# Just To Say Hello From Canada And Also To Ask A Quick Question



## Ken from ontario (Dec 29, 2016)

Hi all, just joined this site , worked in metal fabrication field for 35 years,mainly welding /fitting/fabricating parts , did some basic machining but I'm not a machinist .

bought myself a mini milling machine a couple of days ago,  LMS 3960( Canadian Busy Bee equivalent).
It c/w a brushless motor,very excited to start using it making whatever ,don't have a specific project at the moment.
My question  today is, I'm looking to buy a parallel set for my 3" milling vise(inexpensive /imports ), all I find  is the 6" long sets, I am wondering if I should settle for a 6" st instead of  searching for a 3" or even a 4" .

Is a 6"  going to interfere with clamping  or machining if used in a smaller vise?
Could I just cut them to the size I want?
What's your opinion, please share your thoughts.

» Goal of the exercise
Quote the entire forum post about buying parallels for a small milling vise, word for word. The data that follows has no connection to the forum post above.

» Given information
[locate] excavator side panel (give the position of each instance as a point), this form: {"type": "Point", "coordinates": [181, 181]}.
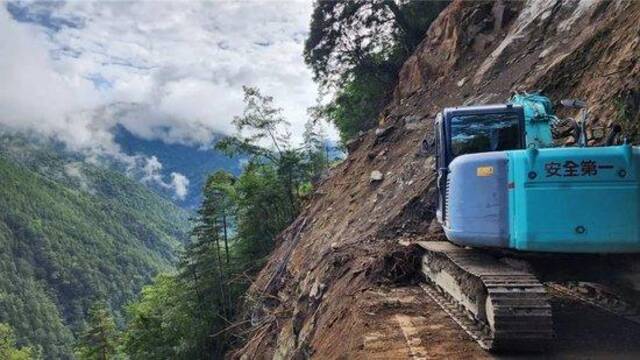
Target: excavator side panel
{"type": "Point", "coordinates": [477, 200]}
{"type": "Point", "coordinates": [575, 200]}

» Reply
# Just To Say Hello From Canada And Also To Ask A Quick Question



## Ken from ontario (Dec 29, 2016)

Hi all, just joined this site , worked in metal fabrication field for 35 years,mainly welding /fitting/fabricating parts , did some basic machining but I'm not a machinist .

bought myself a mini milling machine a couple of days ago,  LMS 3960( Canadian Busy Bee equivalent).
It c/w a brushless motor,very excited to start using it making whatever ,don't have a specific project at the moment.
My question  today is, I'm looking to buy a parallel set for my 3" milling vise(inexpensive /imports ), all I find  is the 6" long sets, I am wondering if I should settle for a 6" st instead of  searching for a 3" or even a 4" .

Is a 6"  going to interfere with clamping  or machining if used in a smaller vise?
Could I just cut them to the size I want?
What's your opinion, please share your thoughts.